§ **WHAT IS REQUIRED**: Every record must be repeated exactly, with no omission.
==== RAW RECORDS
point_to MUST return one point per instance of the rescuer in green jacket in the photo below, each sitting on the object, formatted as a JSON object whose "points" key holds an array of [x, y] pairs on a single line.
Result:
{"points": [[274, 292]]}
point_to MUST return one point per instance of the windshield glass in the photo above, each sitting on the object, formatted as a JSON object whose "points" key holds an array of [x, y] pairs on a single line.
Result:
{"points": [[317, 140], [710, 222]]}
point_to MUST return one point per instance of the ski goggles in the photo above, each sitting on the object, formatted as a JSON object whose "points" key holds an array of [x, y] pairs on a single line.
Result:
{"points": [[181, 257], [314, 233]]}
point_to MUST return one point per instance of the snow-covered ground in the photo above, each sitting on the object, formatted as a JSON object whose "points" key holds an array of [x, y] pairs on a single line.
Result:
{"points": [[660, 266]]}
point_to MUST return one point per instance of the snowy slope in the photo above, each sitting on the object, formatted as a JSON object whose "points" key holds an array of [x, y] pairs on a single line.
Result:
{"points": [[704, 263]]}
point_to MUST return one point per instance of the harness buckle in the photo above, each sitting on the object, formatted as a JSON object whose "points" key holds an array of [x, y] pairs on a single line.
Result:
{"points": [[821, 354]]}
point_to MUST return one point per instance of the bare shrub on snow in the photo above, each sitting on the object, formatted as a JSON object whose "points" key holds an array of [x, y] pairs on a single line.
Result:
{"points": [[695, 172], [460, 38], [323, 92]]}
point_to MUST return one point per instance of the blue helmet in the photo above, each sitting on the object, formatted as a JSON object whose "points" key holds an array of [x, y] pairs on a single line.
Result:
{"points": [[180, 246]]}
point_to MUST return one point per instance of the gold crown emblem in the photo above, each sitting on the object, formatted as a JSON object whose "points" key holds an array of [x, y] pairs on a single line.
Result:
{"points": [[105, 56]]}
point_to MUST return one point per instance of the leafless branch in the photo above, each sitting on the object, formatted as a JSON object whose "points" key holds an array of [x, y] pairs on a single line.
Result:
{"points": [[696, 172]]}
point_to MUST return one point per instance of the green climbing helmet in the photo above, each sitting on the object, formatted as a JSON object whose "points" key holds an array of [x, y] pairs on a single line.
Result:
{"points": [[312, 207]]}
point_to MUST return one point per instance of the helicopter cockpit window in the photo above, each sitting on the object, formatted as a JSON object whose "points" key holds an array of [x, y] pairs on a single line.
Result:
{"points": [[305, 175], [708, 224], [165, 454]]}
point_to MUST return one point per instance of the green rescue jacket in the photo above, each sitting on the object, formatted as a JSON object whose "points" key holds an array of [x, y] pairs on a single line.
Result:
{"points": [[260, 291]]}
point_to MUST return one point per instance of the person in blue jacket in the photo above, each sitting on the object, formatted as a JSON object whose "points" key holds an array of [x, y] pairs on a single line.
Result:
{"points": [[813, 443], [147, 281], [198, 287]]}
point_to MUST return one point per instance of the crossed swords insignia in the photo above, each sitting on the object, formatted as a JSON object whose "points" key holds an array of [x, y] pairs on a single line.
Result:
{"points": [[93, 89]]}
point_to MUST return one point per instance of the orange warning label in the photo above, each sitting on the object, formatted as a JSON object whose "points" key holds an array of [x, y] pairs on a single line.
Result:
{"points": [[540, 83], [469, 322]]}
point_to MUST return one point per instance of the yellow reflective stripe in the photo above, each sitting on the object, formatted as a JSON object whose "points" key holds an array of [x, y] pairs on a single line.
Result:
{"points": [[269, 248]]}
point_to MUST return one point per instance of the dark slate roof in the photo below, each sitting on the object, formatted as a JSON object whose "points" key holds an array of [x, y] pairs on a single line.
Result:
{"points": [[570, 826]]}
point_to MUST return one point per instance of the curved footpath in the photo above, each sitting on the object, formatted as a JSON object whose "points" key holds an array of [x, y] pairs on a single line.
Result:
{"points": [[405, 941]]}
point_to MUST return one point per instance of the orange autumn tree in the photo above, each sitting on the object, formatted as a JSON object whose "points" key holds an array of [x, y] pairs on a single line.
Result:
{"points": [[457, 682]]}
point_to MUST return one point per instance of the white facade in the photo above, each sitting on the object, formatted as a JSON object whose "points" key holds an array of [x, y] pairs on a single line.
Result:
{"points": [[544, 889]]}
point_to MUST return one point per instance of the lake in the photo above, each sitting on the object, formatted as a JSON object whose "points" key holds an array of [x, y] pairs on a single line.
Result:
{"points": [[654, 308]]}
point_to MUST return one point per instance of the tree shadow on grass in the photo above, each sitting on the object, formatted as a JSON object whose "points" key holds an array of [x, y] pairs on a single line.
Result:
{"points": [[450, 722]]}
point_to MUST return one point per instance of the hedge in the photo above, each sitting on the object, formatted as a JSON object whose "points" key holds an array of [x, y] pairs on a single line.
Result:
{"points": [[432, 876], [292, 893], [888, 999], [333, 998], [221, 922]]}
========
§ **OUTPUT**:
point_to MUST return one point per instance of the rescuer in green jacket in the photo below, each sitting on the object, formatted as a JSON object whose "points" key holds an array of [x, y] pairs on a single line.
Result:
{"points": [[274, 292]]}
point_to MUST return one point per instance of the windshield glass in the photo above, each sitting on the object, formatted as a JSON object whose "points" key holds an array of [x, y] pairs on a single line.
Result:
{"points": [[317, 140], [710, 222]]}
point_to MUST return one point per instance of the ski goggles in the photo above, each sitting on the object, formatted as a JSON object whose "points" key holds an array of [x, y] pairs on a single line.
Result:
{"points": [[181, 257], [314, 233]]}
point_to MUST return one point per instance of the snow-covered ground in the photo above, each sitting on the object, formatted as a JSON object whose "points" key holds an array of [x, y] pairs on a single line.
Result:
{"points": [[660, 266]]}
point_to MUST return one point per instance of the snowy slope in the photo above, each sitting on the object, formatted as a JSON object whose "points" key holds an array of [x, y] pairs on a single line.
Result:
{"points": [[704, 263]]}
point_to MUST return one point per instance of the harness buckle in the photo above, each sitting on the object, formatted as a JSON object whose "points" key holds an array of [x, y] pairs on a single line.
Result:
{"points": [[821, 354]]}
point_to MUST return one point per instance of the bare shrub on snow in the photo above, each sitting on the object, formatted as a JSON object whose "points" key holds an array of [x, y] pairs on a single line.
Result:
{"points": [[695, 172], [460, 38], [323, 92]]}
point_to MUST return one point per instance of the blue helmet in the photo above, each sitting on the object, formatted as a JSON object whose "points" key holds an array of [x, y] pairs on a single line.
Result:
{"points": [[180, 246]]}
point_to MUST return one point per instance of the gold crown emblem in the photo above, each sitting on the object, formatted as a JSON object whose "points" key holds an array of [x, y] pairs on a single line.
Result:
{"points": [[105, 56]]}
point_to MUST return one point per instance of the leafless branch in the photo above, each sitting on the object, formatted as a JSON object whose "points" key holds an array of [x, y] pairs on a single line.
Result:
{"points": [[696, 172]]}
point_to MUST return one point per instance of the green climbing helmet in the photo above, each sitting on the object, formatted as a JSON object whose "points" key holds an array of [x, y] pairs on a single line.
Result:
{"points": [[312, 207]]}
point_to MUST return one point per instance of the helicopter cockpit window in the photo above, each sitting on the object, formatted as a JSON object whose "points" key holds an array of [x, y] pairs on a single line.
Result:
{"points": [[305, 175], [708, 224], [165, 454]]}
point_to MUST return one point per instance of the green rescue jacket in the photo above, each sitting on the object, formatted as a JSON object whose "points" key holds an array of [x, y] pairs on a single line.
Result:
{"points": [[260, 291]]}
point_to MUST return one point per instance of the person in blue jacket in the photo above, each sitting on the object, formatted as a JSON object whose "points" key holds an array of [x, y] pairs on a single line.
Result:
{"points": [[813, 443], [147, 281], [198, 287]]}
point_to MUST return one point per instance of the crossed swords insignia in the photo above, each sitting on the object, formatted as a JSON object whose "points" key holds an array of [x, y] pairs on a single line.
Result:
{"points": [[93, 89]]}
point_to MUST return one point per instance of the orange warning label in the photo above, each sitting on the object, formatted as a JSON object whose "points" key holds an array of [x, y] pairs on a single line.
Result:
{"points": [[540, 83], [469, 322]]}
point_to MUST return one point per instance of the yellow reflective stripe in the photo above, each sitting on the object, formatted as a JSON object whose "points" key holds an array of [x, y] pairs on a single line.
Result:
{"points": [[269, 248]]}
point_to MUST return one point per instance of the dark slate roof in the photo below, each sitting on the object, formatted as a JSON object whose "points" key holds an array of [x, y] pairs on a single line.
Result:
{"points": [[570, 826]]}
point_to MUST return one point per instance of the curved footpath in the photo above, each sitting on the object, formatted as a JSON object whose "points" key holds an array of [x, y] pairs on a single line.
Result:
{"points": [[405, 941]]}
point_to MUST return one point per instance of the orange autumn tree in the photo above, each sitting on the object, formatted as a JSON object whose "points" key holds an array of [x, y] pairs on a single line.
Result:
{"points": [[457, 682]]}
point_to MUST return one point per instance of the white facade in the photo above, each sitting on the object, formatted as a JSON object whose "points" key holds an array of [x, y] pairs on a single line.
Result:
{"points": [[544, 889]]}
point_to MUST return one point per instance of the lake in the photo above, each sitting on the object, formatted as a JSON object whose "points" key holds an array of [x, y] pairs on a single line.
Result:
{"points": [[654, 308]]}
point_to MUST return one point per instance of the tree shadow on grass in the photo above, each sitting on the object, formatted as a JSON object whose "points" key holds an array of [x, y] pairs on a single line.
Result:
{"points": [[450, 722]]}
point_to MUST return one point per instance of the hedge in the photo above, each sitting on the object, formatted as a JSON object whose "points" key holds an array of [x, y] pairs on a single line.
Result:
{"points": [[432, 876], [292, 893], [888, 999], [333, 998], [221, 922]]}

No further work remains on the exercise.